• **SOURCE DATA**
-- Opening Marker --

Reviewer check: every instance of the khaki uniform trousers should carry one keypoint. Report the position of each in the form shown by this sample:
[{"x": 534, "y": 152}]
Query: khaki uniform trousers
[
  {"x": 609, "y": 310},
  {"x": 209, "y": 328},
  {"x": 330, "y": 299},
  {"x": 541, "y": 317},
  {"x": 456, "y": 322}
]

-- Closing Marker --
-- Opening Marker --

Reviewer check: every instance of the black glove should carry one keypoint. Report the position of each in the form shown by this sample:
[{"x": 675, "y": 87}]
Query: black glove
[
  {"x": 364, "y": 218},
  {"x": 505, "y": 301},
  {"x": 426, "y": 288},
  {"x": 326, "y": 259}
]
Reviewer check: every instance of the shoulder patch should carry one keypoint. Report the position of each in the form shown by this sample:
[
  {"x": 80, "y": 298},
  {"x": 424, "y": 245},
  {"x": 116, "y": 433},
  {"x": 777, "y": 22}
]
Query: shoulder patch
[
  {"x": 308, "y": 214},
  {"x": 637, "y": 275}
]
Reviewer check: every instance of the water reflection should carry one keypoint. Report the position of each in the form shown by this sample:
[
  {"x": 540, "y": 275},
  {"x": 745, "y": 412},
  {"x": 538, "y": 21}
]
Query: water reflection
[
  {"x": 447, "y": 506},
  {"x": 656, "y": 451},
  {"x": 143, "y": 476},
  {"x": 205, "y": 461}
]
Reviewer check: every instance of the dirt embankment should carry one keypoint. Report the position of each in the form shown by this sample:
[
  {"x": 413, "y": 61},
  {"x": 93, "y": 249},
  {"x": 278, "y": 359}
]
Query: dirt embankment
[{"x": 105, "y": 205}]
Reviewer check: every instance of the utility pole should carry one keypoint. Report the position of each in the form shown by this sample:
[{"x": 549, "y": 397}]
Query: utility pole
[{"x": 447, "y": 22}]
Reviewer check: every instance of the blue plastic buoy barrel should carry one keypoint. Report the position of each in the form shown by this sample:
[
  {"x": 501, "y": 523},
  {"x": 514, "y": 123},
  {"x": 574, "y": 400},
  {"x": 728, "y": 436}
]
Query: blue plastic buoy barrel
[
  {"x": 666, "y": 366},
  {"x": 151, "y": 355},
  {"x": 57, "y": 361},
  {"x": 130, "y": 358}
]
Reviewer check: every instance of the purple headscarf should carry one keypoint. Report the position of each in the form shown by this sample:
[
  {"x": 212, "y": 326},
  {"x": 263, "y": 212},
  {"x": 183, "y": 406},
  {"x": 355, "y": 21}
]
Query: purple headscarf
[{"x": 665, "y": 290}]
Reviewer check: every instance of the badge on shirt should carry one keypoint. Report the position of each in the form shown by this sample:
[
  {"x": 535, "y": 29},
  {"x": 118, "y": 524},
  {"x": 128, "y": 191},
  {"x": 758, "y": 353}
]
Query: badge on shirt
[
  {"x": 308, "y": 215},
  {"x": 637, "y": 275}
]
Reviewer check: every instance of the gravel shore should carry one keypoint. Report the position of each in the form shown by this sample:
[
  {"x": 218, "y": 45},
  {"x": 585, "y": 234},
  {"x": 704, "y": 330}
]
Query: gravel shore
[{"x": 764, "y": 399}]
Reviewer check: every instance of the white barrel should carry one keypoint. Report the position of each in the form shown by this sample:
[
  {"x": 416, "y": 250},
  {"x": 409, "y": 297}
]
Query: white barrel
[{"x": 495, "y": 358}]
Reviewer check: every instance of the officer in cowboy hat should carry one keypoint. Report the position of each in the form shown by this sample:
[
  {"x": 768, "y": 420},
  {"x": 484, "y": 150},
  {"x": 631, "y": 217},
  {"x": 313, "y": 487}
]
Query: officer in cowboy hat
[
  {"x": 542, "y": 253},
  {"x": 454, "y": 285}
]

-- Closing Marker --

• **EXERCISE OBJECTIVE**
Your task is to collect every line above that contains the word "position".

• **EXERCISE RESULT**
Reviewer check: every instance of the khaki uniform trousers should carry one keypoint. Report the position of each in the form shown by this sample:
Reviewer check: every instance of the black glove should carry one keypoint. Report the position of each in the form shown by this sample:
Reviewer check: every instance of the shoulder patch should carry one keypoint. Report the position of each in the form shown by this sample:
Reviewer check: every instance of the water reflection should carry one keypoint. Report the position of each in the form shown by this sample:
Reviewer check: every instance of the dirt embankment should carry one keypoint. Report the position of each in the form shown by this sample:
Reviewer check: every instance of the utility pole should carry one keypoint. Report the position of each in the form shown by this sample:
Reviewer check: every instance of the blue plastic buoy barrel should carry one keypoint. Report the position of each in the form shown by this sample:
Reviewer check: every instance of the purple headscarf should carry one keypoint. Report the position of each in the form shown by this sample:
Reviewer check: every instance of the badge on shirt should carry one keypoint. Report the position of each in the form shown by this sample:
Reviewer check: every instance of the gravel shore should carry one keypoint. Report the position of each in the form shown by this sample:
Reviewer check: every instance of the white barrel should carry one keypoint. Report the position of each in the form shown by this sample:
Reviewer check: every instance of the officer in cowboy hat should carry one keypoint. Report the position of each in the form shown by this sample:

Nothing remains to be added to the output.